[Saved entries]
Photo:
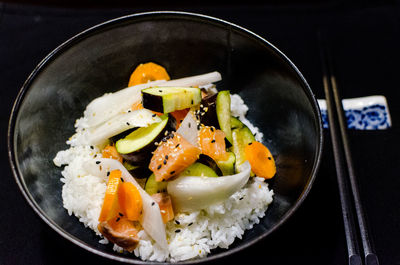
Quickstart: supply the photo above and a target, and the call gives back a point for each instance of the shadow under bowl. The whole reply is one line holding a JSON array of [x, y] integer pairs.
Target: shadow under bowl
[[100, 60]]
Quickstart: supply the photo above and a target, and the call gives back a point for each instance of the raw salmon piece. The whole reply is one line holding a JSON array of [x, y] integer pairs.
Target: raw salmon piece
[[212, 143], [172, 156], [121, 231]]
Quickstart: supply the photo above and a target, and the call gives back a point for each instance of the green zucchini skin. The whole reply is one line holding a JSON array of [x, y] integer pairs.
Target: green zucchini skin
[[142, 156], [241, 137], [169, 99], [208, 161], [209, 117]]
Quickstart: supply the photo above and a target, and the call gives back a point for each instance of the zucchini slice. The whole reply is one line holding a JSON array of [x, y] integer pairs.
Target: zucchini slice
[[223, 107], [228, 166], [141, 137], [169, 99], [241, 137]]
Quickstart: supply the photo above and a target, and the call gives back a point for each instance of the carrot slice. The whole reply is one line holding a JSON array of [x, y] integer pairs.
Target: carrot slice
[[130, 201], [164, 202], [179, 115], [110, 206], [111, 152], [148, 72], [261, 160], [212, 143]]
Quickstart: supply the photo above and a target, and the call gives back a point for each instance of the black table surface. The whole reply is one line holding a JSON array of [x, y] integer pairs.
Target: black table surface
[[365, 40]]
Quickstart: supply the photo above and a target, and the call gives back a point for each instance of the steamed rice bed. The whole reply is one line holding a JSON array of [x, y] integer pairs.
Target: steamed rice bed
[[189, 236]]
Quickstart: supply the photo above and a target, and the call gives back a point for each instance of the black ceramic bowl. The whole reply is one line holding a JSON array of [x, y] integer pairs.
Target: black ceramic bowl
[[101, 59]]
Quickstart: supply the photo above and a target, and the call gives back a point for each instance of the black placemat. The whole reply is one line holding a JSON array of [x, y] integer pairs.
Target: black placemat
[[365, 41]]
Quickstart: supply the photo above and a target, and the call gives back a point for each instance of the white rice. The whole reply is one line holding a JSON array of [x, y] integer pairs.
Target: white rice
[[189, 235]]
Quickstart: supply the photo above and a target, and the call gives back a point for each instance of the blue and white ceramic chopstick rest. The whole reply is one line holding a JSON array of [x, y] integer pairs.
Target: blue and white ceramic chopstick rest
[[365, 113]]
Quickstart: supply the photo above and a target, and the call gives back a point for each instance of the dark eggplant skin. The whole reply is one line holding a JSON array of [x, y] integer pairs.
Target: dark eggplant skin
[[115, 138], [208, 161], [142, 157], [152, 102], [209, 108]]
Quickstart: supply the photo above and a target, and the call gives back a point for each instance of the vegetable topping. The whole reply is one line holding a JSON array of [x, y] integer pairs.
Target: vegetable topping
[[261, 160], [148, 72], [172, 156]]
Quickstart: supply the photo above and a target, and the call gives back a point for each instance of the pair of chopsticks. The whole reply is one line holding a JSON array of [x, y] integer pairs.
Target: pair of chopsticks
[[352, 210]]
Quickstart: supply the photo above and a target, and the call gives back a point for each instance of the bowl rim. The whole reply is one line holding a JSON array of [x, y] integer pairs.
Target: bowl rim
[[131, 17]]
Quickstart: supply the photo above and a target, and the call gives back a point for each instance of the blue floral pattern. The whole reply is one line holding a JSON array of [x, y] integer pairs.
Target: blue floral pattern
[[373, 117]]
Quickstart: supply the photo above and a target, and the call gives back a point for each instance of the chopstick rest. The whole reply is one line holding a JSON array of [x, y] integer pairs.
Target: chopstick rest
[[364, 113]]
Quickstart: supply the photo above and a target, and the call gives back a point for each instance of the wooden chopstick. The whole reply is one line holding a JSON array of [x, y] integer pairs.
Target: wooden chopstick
[[341, 145]]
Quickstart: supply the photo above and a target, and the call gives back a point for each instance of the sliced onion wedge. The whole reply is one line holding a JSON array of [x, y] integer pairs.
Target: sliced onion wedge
[[151, 219], [104, 108], [188, 129], [120, 123], [190, 193]]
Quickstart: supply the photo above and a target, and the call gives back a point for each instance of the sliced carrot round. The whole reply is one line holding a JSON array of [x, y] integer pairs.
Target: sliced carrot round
[[110, 206], [261, 160], [130, 201], [148, 72], [111, 152]]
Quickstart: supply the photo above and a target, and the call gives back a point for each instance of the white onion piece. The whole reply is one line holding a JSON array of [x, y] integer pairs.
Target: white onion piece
[[103, 108], [190, 193], [188, 129], [197, 80], [151, 218], [139, 118]]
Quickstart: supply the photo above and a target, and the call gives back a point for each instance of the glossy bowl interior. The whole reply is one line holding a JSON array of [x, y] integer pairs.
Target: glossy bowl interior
[[101, 59]]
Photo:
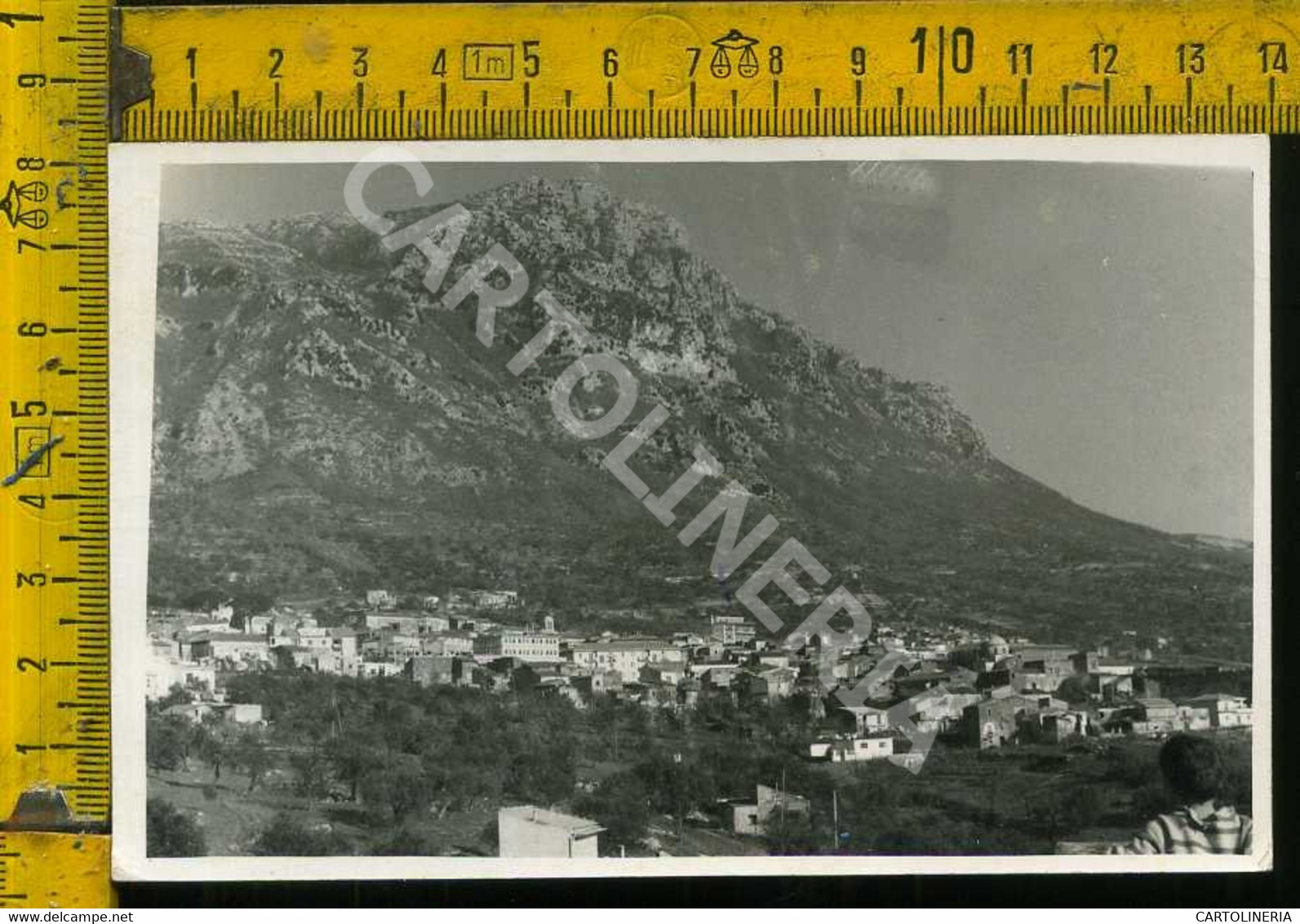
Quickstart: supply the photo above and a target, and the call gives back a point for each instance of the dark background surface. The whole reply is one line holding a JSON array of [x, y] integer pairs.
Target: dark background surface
[[1258, 891], [1209, 891]]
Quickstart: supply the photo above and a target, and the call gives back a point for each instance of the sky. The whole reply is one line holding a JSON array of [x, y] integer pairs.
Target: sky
[[1094, 320]]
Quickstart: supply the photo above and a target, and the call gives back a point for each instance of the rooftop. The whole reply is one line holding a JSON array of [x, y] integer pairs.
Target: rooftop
[[624, 645], [574, 824]]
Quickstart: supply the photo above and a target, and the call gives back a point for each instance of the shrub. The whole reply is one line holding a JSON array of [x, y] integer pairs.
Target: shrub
[[168, 832]]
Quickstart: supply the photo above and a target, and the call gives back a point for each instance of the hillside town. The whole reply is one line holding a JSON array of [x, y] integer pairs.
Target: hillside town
[[988, 691]]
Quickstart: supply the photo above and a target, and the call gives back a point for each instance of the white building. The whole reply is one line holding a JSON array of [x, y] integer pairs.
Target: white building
[[528, 831], [1225, 710], [530, 645], [626, 655], [732, 629], [162, 673], [852, 749]]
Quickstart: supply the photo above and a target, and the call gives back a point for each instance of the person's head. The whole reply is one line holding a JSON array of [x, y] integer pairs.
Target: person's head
[[1192, 768]]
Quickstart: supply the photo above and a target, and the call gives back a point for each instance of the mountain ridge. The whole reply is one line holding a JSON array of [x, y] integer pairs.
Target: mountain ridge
[[304, 369]]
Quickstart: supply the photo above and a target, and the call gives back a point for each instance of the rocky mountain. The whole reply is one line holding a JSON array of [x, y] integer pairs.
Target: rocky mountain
[[322, 421]]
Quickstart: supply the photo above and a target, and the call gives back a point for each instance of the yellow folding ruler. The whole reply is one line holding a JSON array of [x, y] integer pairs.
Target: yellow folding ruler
[[451, 72]]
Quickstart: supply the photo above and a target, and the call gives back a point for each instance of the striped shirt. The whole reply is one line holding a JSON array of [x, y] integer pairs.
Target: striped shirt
[[1220, 832]]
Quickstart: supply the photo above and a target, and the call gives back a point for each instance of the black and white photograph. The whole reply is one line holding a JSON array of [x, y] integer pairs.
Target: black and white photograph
[[659, 509]]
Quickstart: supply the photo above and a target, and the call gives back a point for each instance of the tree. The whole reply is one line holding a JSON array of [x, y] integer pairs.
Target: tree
[[166, 742], [353, 757], [622, 805], [211, 746], [398, 784], [168, 832], [311, 770], [287, 836], [250, 753]]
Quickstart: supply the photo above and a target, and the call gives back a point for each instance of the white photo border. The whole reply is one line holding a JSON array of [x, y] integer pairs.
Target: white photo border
[[134, 207]]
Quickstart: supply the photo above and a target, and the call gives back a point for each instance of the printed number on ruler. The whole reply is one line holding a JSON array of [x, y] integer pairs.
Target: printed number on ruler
[[459, 70]]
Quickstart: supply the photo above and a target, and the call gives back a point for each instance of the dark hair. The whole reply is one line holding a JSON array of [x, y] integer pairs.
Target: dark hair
[[1192, 768]]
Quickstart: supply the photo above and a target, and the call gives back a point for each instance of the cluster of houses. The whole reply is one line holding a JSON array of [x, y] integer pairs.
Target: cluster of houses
[[977, 689]]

* WHAT THIS TASK INVOLVES: Print exactly the lines from the one with "of the cluster" through the end of the data, inclusive.

* ANSWER SPACE:
Quickstart: supply the photo above and a target, and the call gives back a point for each instance of the cluster of houses. The whole reply is one line holding a JSON array of [x, y] integer pairs.
Target: cluster of houses
[[977, 689]]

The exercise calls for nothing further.